ФРАГМЕНТ ТЕКСТА =

======

Назначенный матерью режим не способствовал душевному благополучию Ады. В тринадцать лет у нее случился эпизод истерической слепоты и паралича. В шестнадцать, несмотря на постоянный надзор незамужних приятельниц матери (Фурий, как звала их Ада), она умудрилась улизнуть на романтическое свидание со своим учителем. Чтобы охладить ее страсть, объем изучаемой математики решено было увеличить, на сей раз за счет объемистого учебника по евклидовой геометрии. Тем временем красивую кокетливую девушку осаждали поклонники, которых привлекала не только ее известность как дочери Байрона, но и огромное состояние, которое Аде предстояло унаследовать от богатых родственников со стороны матери.

======

ИСХОДНЫЕ ДАННЫЕ =
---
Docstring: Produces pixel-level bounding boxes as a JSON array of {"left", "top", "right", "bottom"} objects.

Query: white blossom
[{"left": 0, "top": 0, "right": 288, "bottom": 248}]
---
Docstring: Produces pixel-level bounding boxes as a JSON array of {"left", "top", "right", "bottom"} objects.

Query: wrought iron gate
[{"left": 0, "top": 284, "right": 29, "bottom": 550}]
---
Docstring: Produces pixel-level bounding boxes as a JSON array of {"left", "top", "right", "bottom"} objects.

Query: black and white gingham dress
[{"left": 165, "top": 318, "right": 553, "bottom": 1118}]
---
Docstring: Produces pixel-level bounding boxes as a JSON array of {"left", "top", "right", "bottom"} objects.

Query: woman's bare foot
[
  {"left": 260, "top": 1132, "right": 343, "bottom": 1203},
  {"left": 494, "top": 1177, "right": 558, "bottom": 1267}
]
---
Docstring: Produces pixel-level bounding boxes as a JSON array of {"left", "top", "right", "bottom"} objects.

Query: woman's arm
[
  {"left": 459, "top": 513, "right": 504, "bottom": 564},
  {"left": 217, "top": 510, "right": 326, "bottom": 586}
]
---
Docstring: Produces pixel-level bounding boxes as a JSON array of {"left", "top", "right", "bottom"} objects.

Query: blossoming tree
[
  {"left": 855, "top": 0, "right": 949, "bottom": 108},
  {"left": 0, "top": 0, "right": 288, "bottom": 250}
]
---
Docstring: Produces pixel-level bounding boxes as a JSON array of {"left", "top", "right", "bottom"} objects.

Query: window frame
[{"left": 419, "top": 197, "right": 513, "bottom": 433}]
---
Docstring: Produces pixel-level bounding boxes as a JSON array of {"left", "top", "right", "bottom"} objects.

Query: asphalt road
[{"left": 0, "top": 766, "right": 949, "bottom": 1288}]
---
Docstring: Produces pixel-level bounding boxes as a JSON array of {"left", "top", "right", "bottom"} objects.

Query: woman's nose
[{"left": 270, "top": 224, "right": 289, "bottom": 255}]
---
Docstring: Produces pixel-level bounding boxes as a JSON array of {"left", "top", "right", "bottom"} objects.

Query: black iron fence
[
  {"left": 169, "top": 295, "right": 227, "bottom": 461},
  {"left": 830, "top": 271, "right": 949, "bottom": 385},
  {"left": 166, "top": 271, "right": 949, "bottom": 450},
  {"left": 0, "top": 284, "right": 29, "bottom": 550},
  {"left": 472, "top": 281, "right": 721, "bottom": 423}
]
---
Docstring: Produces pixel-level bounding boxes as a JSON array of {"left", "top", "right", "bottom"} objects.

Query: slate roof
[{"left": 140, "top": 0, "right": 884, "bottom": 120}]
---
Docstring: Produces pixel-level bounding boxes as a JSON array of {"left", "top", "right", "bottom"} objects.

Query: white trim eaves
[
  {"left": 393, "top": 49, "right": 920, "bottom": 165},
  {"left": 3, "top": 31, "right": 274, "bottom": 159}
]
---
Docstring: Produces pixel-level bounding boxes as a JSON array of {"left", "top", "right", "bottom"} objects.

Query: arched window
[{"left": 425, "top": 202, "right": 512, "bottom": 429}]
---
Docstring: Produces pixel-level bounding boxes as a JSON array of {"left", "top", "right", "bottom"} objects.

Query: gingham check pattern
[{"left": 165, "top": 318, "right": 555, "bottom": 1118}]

======

ОПИСАНИЕ ЗАДАНИЯ = Выведите без изменений часть фрагмента о юности Ады от слов «Назначенный матерью режим» до слов «со стороны матери.».

ПРАВИЛЬНЫЙ РЕЗУЛЬТАТ =
Назначенный матерью режим не способствовал душевному благополучию Ады. В тринадцать лет у нее случился эпизод истерической слепоты и паралича. В шестнадцать, несмотря на постоянный надзор незамужних приятельниц матери (Фурий, как звала их Ада), она умудрилась улизнуть на романтическое свидание со своим учителем. Чтобы охладить ее страсть, объем изучаемой математики решено было увеличить, на сей раз за счет объемистого учебника по евклидовой геометрии. Тем временем красивую кокетливую девушку осаждали поклонники, которых привлекала не только ее известность как дочери Байрона, но и огромное состояние, которое Аде предстояло унаследовать от богатых родственников со стороны матери.